Görev Listesi:
• 1. Aselsan ölümleriyle ilgili metne göre ASELSAN'da çalışan kaç mühendis ölmüştü?
• 2. Kayıtlarda "white" kelimesinin geçtiği bütün satırları çıkar.

Sağlanan Metin:
══════════
Jump to content
Forumu Destekleyenlere Katılın ×
Paticik Forumları
2000 lerden beri faal olan, çok şukela bir paylaşım platformuyuz. Hoşgeldiniz.

Aselsan ölümleri bize ne anlatıyor?


ombakkombak

Öne çıkan mesajlar

Belki hatırlayacaksınız geçtiğimiz yıl gazetelerde pek de önemsenmeyen bazı haberler çıkmıştı.
Bir iki gazete bu haberi büyütmek istedi.
Sonra ''olağan'' bularak kabul edip takipten vazgeçti.
Oysa olay ASELSAN'da çalışan 3 mühendisin ölümüyle ilgiliydi.
İlginç olan şuydu:
Anlaşılmayan bir şekilde peşi sıra ölen bu genç insanların ölümleri toplumda infial yaratmamıştı. Kuşku bile duyulmamıştı!..
Üstelik kurumlarıda suskundu...
Çünkü resmi raporlar ''hepsine intihar'' demişti...
***
Doğrusu geçen yıl, yapılan birkaç başvuru karşısında biraz soruşturma yapmıştım.
Yetkililer gençlik sorunları, insan psikolojisi gibi mantıklı bazı açıklamalarda bulunmuş, beni ikna etmişlerdi.
İntihar olarak algılamış, olayın arkasını bırakmıştım.
Geçenlerde birlikte olduğum Ankara'da önemli bir odanın yöneticisi olan yakın dostum Suna Altıntaş bu konuyla ilgili bir gelişme olduğunu söyledi.
Heyecanla '' Aselsan'daki sır çözüldü '' diye ilave etti.
Bilgilerini sizinle paylaşmak istedim...
***
F-16 üretim merkezi TAİ'de, uçakların ''dost-düşman tanımlamasını yapan elektronik sistem'' özel bir bölümde üretilirmiş. Bu sistem bizim tarafımızdan bilinmediği gibi üretim esnasında hiçbir Türk mühendisi de bu bölüme giremezmiş...
Bu sistem, Türk F-16'sı için çok önemli. Çünkü bir uçak ile karşılaştığında karşıdakinin dost mu düşman mı olduğunu pilota iletiyor...
TAİ'de üretilenlerde bir sorun var...
Bir Türk F-16'sı, ABD, İngiliz veya Yunan uçaklarından biri ile karşılaştığında tıpkı kendi arkadaşı gibi onlarıda DOST olarak algılıyor!..
══════════
Verilen Kayıtlar:
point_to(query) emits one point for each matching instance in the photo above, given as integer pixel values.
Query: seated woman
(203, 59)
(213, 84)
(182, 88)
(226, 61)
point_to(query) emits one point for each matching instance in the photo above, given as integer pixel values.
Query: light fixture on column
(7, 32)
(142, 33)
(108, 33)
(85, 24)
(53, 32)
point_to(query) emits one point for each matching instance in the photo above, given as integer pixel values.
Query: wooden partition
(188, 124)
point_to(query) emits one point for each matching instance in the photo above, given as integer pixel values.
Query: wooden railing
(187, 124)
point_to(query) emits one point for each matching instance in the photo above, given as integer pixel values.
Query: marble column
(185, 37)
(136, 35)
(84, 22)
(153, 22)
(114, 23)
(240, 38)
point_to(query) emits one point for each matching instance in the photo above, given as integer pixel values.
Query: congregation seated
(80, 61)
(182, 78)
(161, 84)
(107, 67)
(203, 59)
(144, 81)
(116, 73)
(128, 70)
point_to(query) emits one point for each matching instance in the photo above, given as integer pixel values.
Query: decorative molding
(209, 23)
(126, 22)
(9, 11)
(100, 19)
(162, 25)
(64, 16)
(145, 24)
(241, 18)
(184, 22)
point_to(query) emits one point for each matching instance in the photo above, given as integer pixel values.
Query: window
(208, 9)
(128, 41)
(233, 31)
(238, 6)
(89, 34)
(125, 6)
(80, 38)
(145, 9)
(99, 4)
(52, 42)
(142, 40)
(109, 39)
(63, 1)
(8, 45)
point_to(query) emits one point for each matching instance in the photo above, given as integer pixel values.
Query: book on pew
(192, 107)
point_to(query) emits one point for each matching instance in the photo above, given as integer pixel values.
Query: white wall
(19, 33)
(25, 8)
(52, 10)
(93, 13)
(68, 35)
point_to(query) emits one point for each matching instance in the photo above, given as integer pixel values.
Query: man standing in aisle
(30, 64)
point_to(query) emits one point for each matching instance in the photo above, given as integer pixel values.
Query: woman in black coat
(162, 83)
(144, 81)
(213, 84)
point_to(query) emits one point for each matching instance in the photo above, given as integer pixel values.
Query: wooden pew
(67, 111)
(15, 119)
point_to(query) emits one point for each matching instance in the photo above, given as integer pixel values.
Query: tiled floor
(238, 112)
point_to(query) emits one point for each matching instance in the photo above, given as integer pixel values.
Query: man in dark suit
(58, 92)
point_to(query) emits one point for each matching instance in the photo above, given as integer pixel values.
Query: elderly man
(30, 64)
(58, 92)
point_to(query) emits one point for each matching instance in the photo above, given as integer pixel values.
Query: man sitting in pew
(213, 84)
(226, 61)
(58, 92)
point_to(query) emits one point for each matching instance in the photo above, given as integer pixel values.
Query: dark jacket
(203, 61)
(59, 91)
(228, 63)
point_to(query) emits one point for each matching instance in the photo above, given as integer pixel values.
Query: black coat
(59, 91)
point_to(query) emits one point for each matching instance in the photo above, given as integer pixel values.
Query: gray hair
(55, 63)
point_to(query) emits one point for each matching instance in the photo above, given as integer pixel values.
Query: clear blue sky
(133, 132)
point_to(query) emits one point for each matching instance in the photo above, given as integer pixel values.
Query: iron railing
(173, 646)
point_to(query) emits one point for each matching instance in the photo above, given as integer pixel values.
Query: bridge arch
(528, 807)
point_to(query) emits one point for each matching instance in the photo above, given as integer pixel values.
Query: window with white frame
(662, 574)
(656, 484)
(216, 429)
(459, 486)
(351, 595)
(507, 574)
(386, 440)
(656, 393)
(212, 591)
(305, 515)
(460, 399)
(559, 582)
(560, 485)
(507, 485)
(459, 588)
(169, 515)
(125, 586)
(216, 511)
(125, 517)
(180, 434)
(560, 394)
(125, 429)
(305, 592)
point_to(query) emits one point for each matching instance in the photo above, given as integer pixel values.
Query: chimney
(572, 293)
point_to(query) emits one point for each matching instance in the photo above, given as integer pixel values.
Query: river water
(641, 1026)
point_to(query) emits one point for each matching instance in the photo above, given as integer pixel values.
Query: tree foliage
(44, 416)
══════════
Görevlere Göre Yanıtlar:
• 1. Üç mühendis.

• 2.
Query: white wall
Query: window with white frame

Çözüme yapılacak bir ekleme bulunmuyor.